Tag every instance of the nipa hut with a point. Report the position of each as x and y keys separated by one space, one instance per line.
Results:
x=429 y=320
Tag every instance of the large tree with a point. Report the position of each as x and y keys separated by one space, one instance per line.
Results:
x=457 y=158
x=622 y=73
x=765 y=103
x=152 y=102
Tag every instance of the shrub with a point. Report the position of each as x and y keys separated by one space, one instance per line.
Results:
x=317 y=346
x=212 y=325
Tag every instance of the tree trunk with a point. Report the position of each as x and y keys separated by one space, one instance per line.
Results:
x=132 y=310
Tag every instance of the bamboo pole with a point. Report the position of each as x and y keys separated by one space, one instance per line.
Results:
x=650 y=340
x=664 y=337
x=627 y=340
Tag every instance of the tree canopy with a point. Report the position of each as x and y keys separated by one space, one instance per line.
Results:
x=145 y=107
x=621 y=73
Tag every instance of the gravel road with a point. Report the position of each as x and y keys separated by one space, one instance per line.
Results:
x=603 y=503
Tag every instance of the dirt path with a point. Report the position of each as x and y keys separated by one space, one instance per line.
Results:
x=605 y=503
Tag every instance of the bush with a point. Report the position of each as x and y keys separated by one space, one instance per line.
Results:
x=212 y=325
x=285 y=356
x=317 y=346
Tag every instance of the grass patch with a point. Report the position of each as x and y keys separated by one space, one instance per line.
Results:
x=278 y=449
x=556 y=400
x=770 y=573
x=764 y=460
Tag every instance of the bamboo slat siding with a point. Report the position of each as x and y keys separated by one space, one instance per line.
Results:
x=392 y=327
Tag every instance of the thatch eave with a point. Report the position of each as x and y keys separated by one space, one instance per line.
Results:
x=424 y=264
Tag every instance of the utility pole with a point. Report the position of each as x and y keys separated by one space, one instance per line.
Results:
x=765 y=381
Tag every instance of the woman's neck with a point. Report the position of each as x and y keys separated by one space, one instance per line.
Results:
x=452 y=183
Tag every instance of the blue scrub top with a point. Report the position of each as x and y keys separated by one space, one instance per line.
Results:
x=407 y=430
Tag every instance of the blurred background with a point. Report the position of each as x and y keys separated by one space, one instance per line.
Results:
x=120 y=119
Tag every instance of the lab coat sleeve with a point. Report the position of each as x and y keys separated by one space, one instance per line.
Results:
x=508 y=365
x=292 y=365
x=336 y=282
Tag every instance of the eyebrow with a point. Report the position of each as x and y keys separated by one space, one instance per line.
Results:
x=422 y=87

++++++++++

- What to produce -
Reproduce all of the data above, line for line and unchanged.

- Solution -
Tag every instance of the nipa hut with a point. Report the position of each as x and y keys separated by one space, one instance per line.
Results:
x=429 y=320
Tag every instance of the large tree with a point. Report the position of each as x and y keys separated by one space, one instance per line.
Results:
x=457 y=158
x=622 y=73
x=765 y=103
x=152 y=102
Tag every instance of the shrub with a point. Report the position of each as x and y keys separated by one space, one instance per line.
Results:
x=317 y=346
x=212 y=325
Tag every instance of the tree trunk with a point. Report the position of each as x and y keys separated by one space, one instance per line.
Results:
x=132 y=310
Tag every instance of the bamboo pole with a point. Report the position of each as x and y keys separated by one space, one instance per line.
Results:
x=650 y=340
x=664 y=337
x=627 y=340
Tag every instance of the tree canopy with a point. Report the position of each as x and y keys separated by one space, one instance per line.
Results:
x=145 y=107
x=621 y=73
Tag every instance of the gravel road with a point. Report the position of each as x and y keys separated by one space, one instance per line.
Results:
x=603 y=503
Tag every instance of the dirt path with a point. Report the position of each as x and y keys separated by one space, one instance per line.
Results:
x=605 y=503
Tag every instance of the bush with a point. Report the position of each as x and y keys separated by one space, one instance per line.
Results:
x=212 y=325
x=285 y=356
x=317 y=346
Tag every instance of the grass patch with a point. Report the position of each as x and y keys separated by one space, one instance per line.
Results:
x=278 y=449
x=556 y=400
x=770 y=573
x=764 y=460
Tag every instance of the bamboo slat siding with a point. Report the position of each as x and y keys separated by one space, one instance per line.
Results:
x=392 y=327
Tag every instance of the thatch eave with a point. Report the position of each as x and y keys separated by one space, one instance per line.
Results:
x=424 y=264
Tag every instance of the utility pole with a point. Report the position of each as x and y keys separated by one space, one instance per line.
Results:
x=765 y=381
Tag every instance of the woman's neck with a point. Report the position of each as x and y keys separated by one space, one instance per line.
Results:
x=452 y=183
Tag every instance of the blue scrub top with a point. Report the position of each as x and y keys separated by one space, one instance per line.
Results:
x=407 y=430
Tag every instance of the blurred background with a point. Report the position of each as x and y keys separated by one space, one instance per line.
Results:
x=120 y=119
Tag every instance of the lab coat sleeve with a point. Report the position of each as x and y keys separated by one space, one instance per line.
Results:
x=508 y=365
x=292 y=365
x=336 y=282
Tag every instance of the eyebrow with a point. Report the position of each as x and y keys separated by one space, one instance per line.
Results:
x=422 y=87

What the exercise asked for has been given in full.